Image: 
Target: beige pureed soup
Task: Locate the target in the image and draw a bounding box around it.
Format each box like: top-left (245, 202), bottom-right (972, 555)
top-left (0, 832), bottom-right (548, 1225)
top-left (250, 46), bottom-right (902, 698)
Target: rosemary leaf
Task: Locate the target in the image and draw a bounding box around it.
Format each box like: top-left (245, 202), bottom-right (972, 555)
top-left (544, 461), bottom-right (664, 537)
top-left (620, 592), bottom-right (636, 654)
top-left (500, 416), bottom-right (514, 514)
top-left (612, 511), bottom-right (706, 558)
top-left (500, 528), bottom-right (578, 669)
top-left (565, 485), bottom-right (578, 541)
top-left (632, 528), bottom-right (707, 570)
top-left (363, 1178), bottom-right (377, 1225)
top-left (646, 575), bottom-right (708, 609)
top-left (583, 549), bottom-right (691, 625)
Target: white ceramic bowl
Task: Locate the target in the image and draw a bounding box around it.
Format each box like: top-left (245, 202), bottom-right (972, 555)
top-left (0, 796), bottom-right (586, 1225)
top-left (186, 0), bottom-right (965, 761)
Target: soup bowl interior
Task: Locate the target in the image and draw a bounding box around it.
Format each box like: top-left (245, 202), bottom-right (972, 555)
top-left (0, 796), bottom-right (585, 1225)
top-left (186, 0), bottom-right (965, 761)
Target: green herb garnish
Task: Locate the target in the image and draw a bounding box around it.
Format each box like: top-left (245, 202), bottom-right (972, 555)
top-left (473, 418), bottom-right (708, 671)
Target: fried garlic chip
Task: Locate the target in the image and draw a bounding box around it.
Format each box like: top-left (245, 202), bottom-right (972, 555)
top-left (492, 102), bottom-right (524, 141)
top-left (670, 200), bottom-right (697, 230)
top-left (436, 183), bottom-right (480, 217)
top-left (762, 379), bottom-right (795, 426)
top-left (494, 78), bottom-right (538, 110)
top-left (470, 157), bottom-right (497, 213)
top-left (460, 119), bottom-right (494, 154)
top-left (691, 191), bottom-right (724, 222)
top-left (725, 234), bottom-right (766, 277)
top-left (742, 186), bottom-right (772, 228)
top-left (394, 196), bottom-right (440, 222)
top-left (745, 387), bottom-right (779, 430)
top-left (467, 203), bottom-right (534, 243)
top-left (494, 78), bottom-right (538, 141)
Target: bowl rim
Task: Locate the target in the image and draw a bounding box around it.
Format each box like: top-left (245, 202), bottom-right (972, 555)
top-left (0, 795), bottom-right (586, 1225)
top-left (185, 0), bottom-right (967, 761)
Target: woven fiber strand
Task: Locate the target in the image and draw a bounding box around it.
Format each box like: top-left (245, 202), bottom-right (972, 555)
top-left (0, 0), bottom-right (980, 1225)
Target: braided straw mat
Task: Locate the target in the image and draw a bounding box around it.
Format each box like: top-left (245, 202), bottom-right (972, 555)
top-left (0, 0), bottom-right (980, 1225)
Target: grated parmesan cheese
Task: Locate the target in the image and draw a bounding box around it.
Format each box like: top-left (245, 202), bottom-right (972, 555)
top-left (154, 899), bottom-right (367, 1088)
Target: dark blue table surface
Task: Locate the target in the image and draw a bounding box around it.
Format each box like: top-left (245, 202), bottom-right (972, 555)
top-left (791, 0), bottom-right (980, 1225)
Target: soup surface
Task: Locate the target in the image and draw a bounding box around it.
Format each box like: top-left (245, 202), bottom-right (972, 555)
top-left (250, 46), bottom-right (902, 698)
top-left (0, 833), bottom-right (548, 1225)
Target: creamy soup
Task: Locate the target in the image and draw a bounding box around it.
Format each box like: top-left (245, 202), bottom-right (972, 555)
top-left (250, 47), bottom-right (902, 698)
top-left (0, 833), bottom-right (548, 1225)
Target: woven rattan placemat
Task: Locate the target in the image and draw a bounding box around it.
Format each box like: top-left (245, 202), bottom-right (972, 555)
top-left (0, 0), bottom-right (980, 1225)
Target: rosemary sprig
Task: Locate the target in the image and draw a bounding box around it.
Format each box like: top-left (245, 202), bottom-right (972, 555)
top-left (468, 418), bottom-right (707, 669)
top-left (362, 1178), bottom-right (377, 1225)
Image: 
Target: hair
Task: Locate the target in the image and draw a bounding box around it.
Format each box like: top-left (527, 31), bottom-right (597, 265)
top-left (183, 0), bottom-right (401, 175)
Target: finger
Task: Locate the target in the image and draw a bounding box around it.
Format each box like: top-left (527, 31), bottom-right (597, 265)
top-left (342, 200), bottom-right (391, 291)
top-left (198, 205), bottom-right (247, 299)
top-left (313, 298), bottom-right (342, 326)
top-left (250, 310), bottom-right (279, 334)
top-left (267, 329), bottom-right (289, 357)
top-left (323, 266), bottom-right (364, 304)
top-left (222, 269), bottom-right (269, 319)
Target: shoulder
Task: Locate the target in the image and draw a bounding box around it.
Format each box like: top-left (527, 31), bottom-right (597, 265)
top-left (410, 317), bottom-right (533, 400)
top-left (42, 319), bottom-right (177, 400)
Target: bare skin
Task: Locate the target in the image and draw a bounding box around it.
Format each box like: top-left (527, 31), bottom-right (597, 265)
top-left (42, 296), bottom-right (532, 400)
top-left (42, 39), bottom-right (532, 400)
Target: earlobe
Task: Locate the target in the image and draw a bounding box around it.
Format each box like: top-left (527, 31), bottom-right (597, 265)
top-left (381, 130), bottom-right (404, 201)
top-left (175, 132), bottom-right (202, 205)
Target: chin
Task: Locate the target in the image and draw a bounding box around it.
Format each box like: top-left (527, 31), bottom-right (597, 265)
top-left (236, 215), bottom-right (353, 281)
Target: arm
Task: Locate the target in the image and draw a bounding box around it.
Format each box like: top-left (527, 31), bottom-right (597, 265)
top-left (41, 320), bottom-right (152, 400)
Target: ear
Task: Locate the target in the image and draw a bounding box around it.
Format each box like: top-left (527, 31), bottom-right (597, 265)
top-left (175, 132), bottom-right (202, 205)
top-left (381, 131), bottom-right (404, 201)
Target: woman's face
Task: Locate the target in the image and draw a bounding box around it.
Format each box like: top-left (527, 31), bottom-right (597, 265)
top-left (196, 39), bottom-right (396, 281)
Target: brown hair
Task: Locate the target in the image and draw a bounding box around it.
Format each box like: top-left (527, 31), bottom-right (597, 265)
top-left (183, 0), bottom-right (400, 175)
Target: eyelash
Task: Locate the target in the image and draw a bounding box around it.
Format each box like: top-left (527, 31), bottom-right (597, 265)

Goal: Revise the lines above so that "bounding box" is replaced by "rectangle" wherever it occurs, and leave everything else as it is.

Answer for this exercise:
Image: 
Target: beige pureed soup
Task: Locate the target in the image and draw a rectangle around it.
Format each box like: top-left (245, 202), bottom-right (972, 555)
top-left (0, 832), bottom-right (548, 1225)
top-left (250, 46), bottom-right (902, 698)
Target: rosemary leaf
Task: Locate the target in the image and draw a rectangle around it.
Format each box like: top-left (245, 202), bottom-right (972, 555)
top-left (544, 461), bottom-right (664, 537)
top-left (620, 592), bottom-right (636, 654)
top-left (500, 416), bottom-right (514, 514)
top-left (612, 511), bottom-right (706, 558)
top-left (500, 528), bottom-right (578, 669)
top-left (565, 485), bottom-right (578, 541)
top-left (632, 528), bottom-right (707, 570)
top-left (363, 1178), bottom-right (377, 1225)
top-left (646, 575), bottom-right (708, 609)
top-left (583, 549), bottom-right (691, 625)
Target: white ceramic bowl
Task: Locate the target in the image and draw a rectangle around it.
Format each box like: top-left (245, 202), bottom-right (972, 555)
top-left (0, 796), bottom-right (586, 1225)
top-left (186, 0), bottom-right (965, 761)
Target: soup bowl interior
Task: Locate the target in the image and draw a rectangle around it.
Format each box like: top-left (245, 202), bottom-right (972, 555)
top-left (0, 796), bottom-right (585, 1225)
top-left (186, 0), bottom-right (965, 761)
Target: green herb garnish
Task: Locate the target in the image and draw a rectangle around it.
Format each box like: top-left (245, 202), bottom-right (972, 555)
top-left (473, 418), bottom-right (708, 671)
Target: fried garlic chip
Task: Locate the target in the image and draw a rectangle around it.
Format each box like: top-left (245, 202), bottom-right (972, 555)
top-left (492, 102), bottom-right (524, 141)
top-left (670, 200), bottom-right (697, 230)
top-left (436, 183), bottom-right (480, 217)
top-left (762, 379), bottom-right (795, 426)
top-left (494, 78), bottom-right (538, 110)
top-left (470, 157), bottom-right (497, 213)
top-left (460, 119), bottom-right (494, 154)
top-left (691, 191), bottom-right (724, 222)
top-left (725, 234), bottom-right (766, 277)
top-left (742, 186), bottom-right (772, 228)
top-left (394, 196), bottom-right (440, 222)
top-left (745, 387), bottom-right (779, 430)
top-left (467, 203), bottom-right (534, 243)
top-left (494, 78), bottom-right (538, 141)
Target: bowl rim
Task: Locate the target in the image and draw a rectangle around it.
Format each box like: top-left (245, 202), bottom-right (972, 555)
top-left (0, 795), bottom-right (586, 1225)
top-left (185, 0), bottom-right (967, 761)
Target: woven fiber strand
Task: Locate the target in the image and draw a rectangle around it.
Format each box like: top-left (245, 202), bottom-right (972, 555)
top-left (0, 0), bottom-right (980, 1225)
Target: braided straw mat
Task: Locate the target in the image and draw a rectangle around it.
Format each box like: top-left (245, 202), bottom-right (972, 555)
top-left (0, 0), bottom-right (980, 1225)
Target: grated parmesan cheese
Task: Locate the target in the image and draw a rectangle around it.
Format each box like: top-left (245, 202), bottom-right (972, 555)
top-left (154, 899), bottom-right (367, 1088)
Target: dark blue table surface
Task: Locate the target in the image and draw a rectangle around it.
Format each box like: top-left (245, 202), bottom-right (972, 555)
top-left (791, 0), bottom-right (980, 1225)
Target: soup surface
Task: Locate the target in the image and draw a rectangle around it.
Format each box like: top-left (245, 202), bottom-right (972, 555)
top-left (250, 46), bottom-right (902, 698)
top-left (0, 833), bottom-right (548, 1225)
Target: creamy soup
Task: Locate the target in the image and draw a rectangle around it.
Format each box like: top-left (245, 202), bottom-right (972, 555)
top-left (250, 47), bottom-right (902, 698)
top-left (0, 833), bottom-right (548, 1225)
Target: woven rattan placemat
Task: Locate the target in the image and draw a rectangle around it.
Format each box like: top-left (245, 202), bottom-right (972, 555)
top-left (0, 0), bottom-right (980, 1225)
Target: rosemary sprig
Task: Locate the target in the image and draw a rectangle around it.
Format each box like: top-left (245, 202), bottom-right (972, 555)
top-left (468, 418), bottom-right (707, 669)
top-left (362, 1178), bottom-right (377, 1225)
Image: 
Target: hair
Task: Locate the target in the image and draw a rectangle around it.
Format each box like: top-left (527, 31), bottom-right (597, 265)
top-left (183, 0), bottom-right (401, 175)
Target: finger
Task: Locate the target in the image and draw a rectangle around it.
Format each box like: top-left (527, 31), bottom-right (597, 265)
top-left (342, 200), bottom-right (391, 291)
top-left (198, 205), bottom-right (247, 299)
top-left (313, 298), bottom-right (342, 326)
top-left (250, 310), bottom-right (279, 334)
top-left (267, 329), bottom-right (289, 357)
top-left (323, 266), bottom-right (364, 304)
top-left (222, 269), bottom-right (269, 319)
Target: shoulder
Task: Locate the target in the image and draw a rectangle around it.
Format each box like: top-left (527, 31), bottom-right (597, 265)
top-left (410, 317), bottom-right (533, 400)
top-left (42, 319), bottom-right (177, 400)
Target: bare skin
Task: Locate the target in the image and draw a rectangle around it.
Format each box like: top-left (527, 31), bottom-right (597, 265)
top-left (42, 296), bottom-right (532, 400)
top-left (42, 39), bottom-right (532, 400)
Target: earlobe
Task: Locate the target in the image and draw a rectangle around it.
Format each box like: top-left (527, 31), bottom-right (597, 265)
top-left (381, 130), bottom-right (404, 201)
top-left (175, 132), bottom-right (202, 205)
Target: chin
Task: Locate the target in the image and draw a rectangle around it.
Format each box like: top-left (527, 31), bottom-right (597, 265)
top-left (236, 215), bottom-right (353, 281)
Target: arm
Task: Locate the target in the image and draw a rectangle around it.
Format each box like: top-left (527, 31), bottom-right (597, 265)
top-left (41, 320), bottom-right (152, 400)
Target: ear
Task: Locate the target in the image and draw a rectangle around it.
Format each box like: top-left (527, 31), bottom-right (597, 265)
top-left (175, 132), bottom-right (202, 205)
top-left (381, 131), bottom-right (404, 201)
Target: woman's face
Task: Locate the target in the image and draw a rectangle around it.
Format each box like: top-left (527, 31), bottom-right (597, 265)
top-left (196, 39), bottom-right (396, 281)
Target: brown hair
Task: Locate the target in the image and draw a rectangle around it.
Format each box like: top-left (527, 31), bottom-right (597, 265)
top-left (183, 0), bottom-right (400, 175)
Target: eyelash
Task: Locate the target in the image and draw a rectangle around it.
Format each box like: top-left (527, 31), bottom-right (597, 265)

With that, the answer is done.